— Start Data entries —

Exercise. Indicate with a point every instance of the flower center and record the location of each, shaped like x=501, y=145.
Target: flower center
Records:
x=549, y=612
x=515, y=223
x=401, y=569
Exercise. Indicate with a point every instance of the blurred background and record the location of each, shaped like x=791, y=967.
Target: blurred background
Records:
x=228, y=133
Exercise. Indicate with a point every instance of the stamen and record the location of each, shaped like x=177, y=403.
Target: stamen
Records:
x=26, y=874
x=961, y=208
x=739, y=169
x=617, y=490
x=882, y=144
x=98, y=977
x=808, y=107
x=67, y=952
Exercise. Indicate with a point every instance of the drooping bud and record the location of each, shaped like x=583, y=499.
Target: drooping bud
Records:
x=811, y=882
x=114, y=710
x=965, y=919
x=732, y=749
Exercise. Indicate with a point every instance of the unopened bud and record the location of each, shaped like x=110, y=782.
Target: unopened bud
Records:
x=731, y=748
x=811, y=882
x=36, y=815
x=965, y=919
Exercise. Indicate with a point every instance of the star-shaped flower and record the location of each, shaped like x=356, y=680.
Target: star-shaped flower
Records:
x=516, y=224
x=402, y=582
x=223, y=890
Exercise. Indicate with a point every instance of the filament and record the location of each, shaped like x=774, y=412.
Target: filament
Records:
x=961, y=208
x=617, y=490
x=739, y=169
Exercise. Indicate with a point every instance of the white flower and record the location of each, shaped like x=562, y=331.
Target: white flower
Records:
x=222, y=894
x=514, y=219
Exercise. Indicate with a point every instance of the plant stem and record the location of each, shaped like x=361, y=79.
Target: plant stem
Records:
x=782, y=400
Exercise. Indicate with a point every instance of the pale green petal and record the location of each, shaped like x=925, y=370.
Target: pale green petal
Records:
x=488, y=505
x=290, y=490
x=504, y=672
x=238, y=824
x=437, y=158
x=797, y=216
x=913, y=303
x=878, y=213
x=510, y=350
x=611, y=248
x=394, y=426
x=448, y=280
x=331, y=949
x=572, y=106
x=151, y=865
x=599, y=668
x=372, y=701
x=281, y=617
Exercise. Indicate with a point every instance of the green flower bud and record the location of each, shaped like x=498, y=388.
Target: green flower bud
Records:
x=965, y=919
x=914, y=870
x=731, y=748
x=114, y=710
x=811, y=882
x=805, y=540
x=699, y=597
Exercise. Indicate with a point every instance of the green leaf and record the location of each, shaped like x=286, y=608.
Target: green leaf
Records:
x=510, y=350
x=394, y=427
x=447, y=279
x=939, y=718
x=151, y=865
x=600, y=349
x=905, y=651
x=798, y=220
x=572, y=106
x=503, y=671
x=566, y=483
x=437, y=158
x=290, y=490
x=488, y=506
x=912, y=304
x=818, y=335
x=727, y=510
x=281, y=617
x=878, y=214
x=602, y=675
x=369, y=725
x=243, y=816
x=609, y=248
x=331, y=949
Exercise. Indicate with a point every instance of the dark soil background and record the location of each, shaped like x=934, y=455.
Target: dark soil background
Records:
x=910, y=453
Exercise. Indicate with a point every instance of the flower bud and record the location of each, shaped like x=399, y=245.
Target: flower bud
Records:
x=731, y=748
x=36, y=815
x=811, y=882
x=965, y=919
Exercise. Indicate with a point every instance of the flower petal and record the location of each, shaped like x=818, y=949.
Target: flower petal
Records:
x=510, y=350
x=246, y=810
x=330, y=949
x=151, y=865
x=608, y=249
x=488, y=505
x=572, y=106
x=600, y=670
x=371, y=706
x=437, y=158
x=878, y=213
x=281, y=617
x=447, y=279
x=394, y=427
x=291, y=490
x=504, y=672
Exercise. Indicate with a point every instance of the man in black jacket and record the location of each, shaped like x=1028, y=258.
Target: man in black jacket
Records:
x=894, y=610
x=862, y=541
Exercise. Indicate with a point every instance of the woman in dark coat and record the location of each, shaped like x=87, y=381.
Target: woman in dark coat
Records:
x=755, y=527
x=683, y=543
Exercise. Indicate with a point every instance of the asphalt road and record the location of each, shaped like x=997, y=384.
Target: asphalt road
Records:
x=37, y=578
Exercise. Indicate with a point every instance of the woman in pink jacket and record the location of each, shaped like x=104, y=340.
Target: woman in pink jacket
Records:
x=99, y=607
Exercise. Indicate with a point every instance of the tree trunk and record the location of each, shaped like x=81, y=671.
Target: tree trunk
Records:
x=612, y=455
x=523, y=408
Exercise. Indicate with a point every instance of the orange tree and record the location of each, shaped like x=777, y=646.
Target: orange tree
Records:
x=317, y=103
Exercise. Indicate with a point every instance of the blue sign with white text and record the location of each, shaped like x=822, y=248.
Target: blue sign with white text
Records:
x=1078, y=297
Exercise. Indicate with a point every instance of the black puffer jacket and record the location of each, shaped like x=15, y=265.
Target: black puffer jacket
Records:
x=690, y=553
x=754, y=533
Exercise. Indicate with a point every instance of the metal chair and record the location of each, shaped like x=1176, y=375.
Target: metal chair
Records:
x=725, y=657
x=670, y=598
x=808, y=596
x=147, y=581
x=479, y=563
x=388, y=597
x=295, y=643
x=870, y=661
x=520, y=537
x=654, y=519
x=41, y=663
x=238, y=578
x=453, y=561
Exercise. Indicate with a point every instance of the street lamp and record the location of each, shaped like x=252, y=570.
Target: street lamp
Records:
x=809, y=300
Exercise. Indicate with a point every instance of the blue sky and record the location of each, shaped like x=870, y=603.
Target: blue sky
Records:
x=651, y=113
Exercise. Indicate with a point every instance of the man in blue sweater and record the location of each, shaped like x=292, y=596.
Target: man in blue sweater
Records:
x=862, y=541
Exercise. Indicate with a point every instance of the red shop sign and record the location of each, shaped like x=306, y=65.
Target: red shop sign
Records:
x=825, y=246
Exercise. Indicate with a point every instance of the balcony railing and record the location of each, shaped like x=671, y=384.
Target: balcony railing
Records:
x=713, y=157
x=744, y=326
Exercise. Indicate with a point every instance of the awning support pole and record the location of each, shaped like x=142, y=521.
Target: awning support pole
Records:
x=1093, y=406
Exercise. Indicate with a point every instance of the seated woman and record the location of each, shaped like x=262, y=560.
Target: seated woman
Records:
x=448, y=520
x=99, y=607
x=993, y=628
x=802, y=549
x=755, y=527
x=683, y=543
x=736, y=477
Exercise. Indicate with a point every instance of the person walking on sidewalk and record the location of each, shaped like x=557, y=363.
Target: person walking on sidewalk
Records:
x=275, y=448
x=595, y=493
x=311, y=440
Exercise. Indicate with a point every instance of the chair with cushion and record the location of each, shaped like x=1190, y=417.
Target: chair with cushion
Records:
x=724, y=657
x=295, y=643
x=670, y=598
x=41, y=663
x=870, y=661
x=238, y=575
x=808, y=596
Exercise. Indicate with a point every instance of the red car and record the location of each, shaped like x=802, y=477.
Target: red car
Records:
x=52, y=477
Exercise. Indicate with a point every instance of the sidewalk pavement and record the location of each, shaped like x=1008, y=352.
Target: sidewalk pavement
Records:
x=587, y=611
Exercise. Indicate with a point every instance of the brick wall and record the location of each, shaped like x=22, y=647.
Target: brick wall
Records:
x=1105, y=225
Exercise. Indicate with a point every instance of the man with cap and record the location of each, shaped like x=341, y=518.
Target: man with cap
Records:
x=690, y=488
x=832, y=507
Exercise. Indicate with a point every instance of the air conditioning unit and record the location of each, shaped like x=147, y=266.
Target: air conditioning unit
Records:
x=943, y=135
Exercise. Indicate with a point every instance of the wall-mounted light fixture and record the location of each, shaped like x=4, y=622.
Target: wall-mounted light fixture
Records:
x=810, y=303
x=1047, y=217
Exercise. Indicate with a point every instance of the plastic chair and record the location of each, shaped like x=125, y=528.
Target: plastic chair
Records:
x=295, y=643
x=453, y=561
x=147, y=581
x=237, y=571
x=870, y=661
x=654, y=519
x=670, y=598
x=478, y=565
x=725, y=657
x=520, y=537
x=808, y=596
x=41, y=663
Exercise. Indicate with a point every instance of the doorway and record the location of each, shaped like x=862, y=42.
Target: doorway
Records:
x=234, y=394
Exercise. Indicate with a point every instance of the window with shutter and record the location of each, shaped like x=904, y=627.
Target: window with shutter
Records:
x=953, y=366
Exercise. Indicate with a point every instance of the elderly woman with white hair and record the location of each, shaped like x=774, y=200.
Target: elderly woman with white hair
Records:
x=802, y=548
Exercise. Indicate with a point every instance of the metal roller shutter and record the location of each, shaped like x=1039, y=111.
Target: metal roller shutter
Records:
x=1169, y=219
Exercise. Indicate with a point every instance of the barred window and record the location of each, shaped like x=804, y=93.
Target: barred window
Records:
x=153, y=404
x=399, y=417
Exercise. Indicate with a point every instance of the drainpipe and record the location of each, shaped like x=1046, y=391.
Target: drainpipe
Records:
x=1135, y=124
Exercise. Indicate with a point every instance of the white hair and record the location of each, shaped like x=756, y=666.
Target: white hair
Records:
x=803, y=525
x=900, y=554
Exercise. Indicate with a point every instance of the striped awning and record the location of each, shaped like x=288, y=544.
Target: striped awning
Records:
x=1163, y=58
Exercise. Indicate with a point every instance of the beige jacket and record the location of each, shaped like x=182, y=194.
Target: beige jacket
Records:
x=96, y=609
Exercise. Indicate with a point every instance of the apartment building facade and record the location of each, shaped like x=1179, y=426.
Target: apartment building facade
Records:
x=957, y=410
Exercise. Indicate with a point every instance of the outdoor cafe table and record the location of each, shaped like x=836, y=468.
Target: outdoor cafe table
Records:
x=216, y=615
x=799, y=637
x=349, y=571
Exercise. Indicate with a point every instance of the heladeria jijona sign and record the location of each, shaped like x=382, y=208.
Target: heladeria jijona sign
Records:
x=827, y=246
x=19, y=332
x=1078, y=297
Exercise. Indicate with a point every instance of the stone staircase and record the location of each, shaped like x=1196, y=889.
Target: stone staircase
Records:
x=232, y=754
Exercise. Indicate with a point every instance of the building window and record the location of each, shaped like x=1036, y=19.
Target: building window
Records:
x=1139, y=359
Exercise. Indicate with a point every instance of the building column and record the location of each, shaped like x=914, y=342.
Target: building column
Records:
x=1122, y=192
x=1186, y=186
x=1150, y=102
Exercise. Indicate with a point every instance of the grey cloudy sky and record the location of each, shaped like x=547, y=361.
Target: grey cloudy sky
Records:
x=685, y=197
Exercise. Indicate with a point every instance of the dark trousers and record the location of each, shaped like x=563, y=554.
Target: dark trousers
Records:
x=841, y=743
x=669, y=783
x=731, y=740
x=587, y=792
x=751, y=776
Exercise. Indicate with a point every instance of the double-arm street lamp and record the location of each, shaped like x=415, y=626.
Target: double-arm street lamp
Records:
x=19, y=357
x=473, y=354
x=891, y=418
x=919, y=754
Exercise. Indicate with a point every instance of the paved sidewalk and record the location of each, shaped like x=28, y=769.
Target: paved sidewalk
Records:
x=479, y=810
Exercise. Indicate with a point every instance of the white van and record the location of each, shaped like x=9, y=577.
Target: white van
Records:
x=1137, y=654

— End Data entries —

* _Required work_
Rewrite the lines starting at the line containing "Exercise. Indicate with a point every instance of the brick" and ending at the line containing "x=1105, y=225", substituting "stone wall" for "brick wall" and leaving all else unchanged.

* _Task solution_
Exercise. Indicate with a point every instance of the stone wall and record the location of each, shaped like x=22, y=647.
Target: stone wall
Records:
x=1105, y=225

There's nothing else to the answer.